- _ABOUT THIS TASK_
Each record below is to be set down again precisely.

[Opening EXERCISE MATERIAL section]

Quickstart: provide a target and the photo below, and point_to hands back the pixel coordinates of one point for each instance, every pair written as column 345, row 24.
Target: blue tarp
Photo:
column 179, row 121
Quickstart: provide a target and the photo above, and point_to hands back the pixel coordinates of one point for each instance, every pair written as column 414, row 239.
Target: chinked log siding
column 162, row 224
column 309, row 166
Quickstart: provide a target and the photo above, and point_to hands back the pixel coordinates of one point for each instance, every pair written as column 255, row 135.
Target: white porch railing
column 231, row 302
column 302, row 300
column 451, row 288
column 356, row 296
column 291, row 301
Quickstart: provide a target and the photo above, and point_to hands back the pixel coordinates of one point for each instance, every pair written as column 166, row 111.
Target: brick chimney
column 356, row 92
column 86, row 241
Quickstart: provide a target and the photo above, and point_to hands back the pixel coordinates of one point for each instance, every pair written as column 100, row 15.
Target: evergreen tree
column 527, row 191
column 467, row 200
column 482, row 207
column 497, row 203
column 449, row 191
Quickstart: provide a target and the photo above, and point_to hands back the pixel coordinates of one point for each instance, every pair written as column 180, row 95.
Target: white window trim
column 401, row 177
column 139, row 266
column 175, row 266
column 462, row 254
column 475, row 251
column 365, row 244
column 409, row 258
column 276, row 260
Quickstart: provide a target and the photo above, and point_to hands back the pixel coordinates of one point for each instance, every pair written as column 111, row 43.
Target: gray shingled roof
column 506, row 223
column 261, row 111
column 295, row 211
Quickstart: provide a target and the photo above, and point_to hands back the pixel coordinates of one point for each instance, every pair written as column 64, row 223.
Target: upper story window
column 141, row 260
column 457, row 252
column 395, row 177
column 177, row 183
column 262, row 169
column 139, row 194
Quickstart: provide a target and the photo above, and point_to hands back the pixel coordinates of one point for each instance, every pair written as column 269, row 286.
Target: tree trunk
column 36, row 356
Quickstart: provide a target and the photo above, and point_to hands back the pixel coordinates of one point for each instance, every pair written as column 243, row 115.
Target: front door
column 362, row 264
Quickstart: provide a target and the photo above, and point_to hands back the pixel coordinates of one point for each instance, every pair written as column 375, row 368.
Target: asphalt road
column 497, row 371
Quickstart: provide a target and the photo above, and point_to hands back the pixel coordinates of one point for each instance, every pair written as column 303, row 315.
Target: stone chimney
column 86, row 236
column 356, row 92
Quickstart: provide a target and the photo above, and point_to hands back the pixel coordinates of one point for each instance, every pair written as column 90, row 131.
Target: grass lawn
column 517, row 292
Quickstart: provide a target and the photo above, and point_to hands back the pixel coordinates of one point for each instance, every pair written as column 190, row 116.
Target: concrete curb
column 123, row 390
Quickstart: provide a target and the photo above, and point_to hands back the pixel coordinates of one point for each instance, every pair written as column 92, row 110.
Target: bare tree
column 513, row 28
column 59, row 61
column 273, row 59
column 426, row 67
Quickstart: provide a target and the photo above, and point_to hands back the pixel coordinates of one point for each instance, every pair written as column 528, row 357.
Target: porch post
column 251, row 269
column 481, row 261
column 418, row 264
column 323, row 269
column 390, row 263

[Closing EXERCISE MATERIAL section]

- _WRITTEN ANSWER_
Quickstart: provide a target and the photo below, and point_to hands back the pixel coordinates of one point for each instance, every pair written as column 345, row 24.
Target: blue tarp
Photo:
column 179, row 121
Quickstart: provide a target and the photo above, and point_to hands back the pixel coordinates of one point for each instance, every pair written as column 414, row 239.
Target: chinked log siding
column 162, row 224
column 309, row 166
Quickstart: provide a target and the photo above, and point_to hands back the pixel coordinates of one point for each instance, every pair written as column 255, row 135.
Target: white porch railing
column 231, row 302
column 302, row 300
column 451, row 288
column 356, row 296
column 291, row 301
Quickstart: provide a target and the photo above, and point_to hands back the pixel coordinates of one point for each instance, every pair written as column 166, row 111.
Target: brick chimney
column 356, row 92
column 86, row 241
Quickstart: provide a target and the photo above, and point_to hands back the pixel coordinates of one point for each instance, every pair written as column 100, row 15.
Target: evergreen tree
column 527, row 191
column 467, row 200
column 482, row 207
column 497, row 203
column 449, row 191
Quickstart: provide a target and the photo above, and point_to hands back the pixel coordinates of one point for each instance, every pair written as column 180, row 95.
Target: white window trim
column 401, row 177
column 139, row 266
column 175, row 266
column 462, row 254
column 475, row 251
column 365, row 244
column 409, row 258
column 276, row 260
Quickstart: provide a target and the photo above, and point_to hands back the pixel coordinates of one point for each instance, every pair written as column 111, row 43.
Target: gray shingled roof
column 506, row 223
column 261, row 111
column 295, row 211
Quickstart: provide a target and the photo above, and point_to hands back the pixel coordinates of one point for each instance, every pair written as column 64, row 223.
Target: upper story window
column 141, row 260
column 457, row 252
column 395, row 177
column 177, row 183
column 262, row 169
column 139, row 194
Quickstart: provide a target and the photo above, and point_to hands back the pixel coordinates of one point for each instance, every pair written as column 269, row 286.
Target: tree trunk
column 36, row 356
Quickstart: provide a target and the photo above, and point_to hands back the pixel coordinates of one point for each instance, every pair written as column 243, row 115.
Target: front door
column 362, row 264
Quickstart: provide a target and the photo above, and point_to hands back the pixel coordinates of one point for each instance, every pair written as column 375, row 368.
Target: asphalt road
column 497, row 371
Quickstart: provide a target and the photo above, and point_to hands back the pixel coordinates of one point for each instance, every pair written as column 303, row 315.
Target: stone chimney
column 86, row 236
column 356, row 92
Quickstart: provide a target and the photo above, and point_to hands back the pixel coordinates of one point for each instance, every pair written as column 90, row 131.
Target: grass lawn
column 517, row 292
Quickstart: provide a target and the photo above, and point_to hands back the pixel coordinates of one point for each instance, every pair written as column 190, row 116.
Target: concrete curb
column 123, row 390
Quickstart: provide a target and the photo above, and point_to hands back the pixel coordinates of one point for each instance, every pair written as column 92, row 110.
Target: bare tree
column 513, row 28
column 59, row 61
column 273, row 59
column 426, row 67
Quickstart: provide a target and the photo above, and point_to hands back the pixel coordinates of one point for each instance, every pair written as column 528, row 357.
Target: porch post
column 251, row 269
column 481, row 261
column 418, row 264
column 323, row 269
column 390, row 263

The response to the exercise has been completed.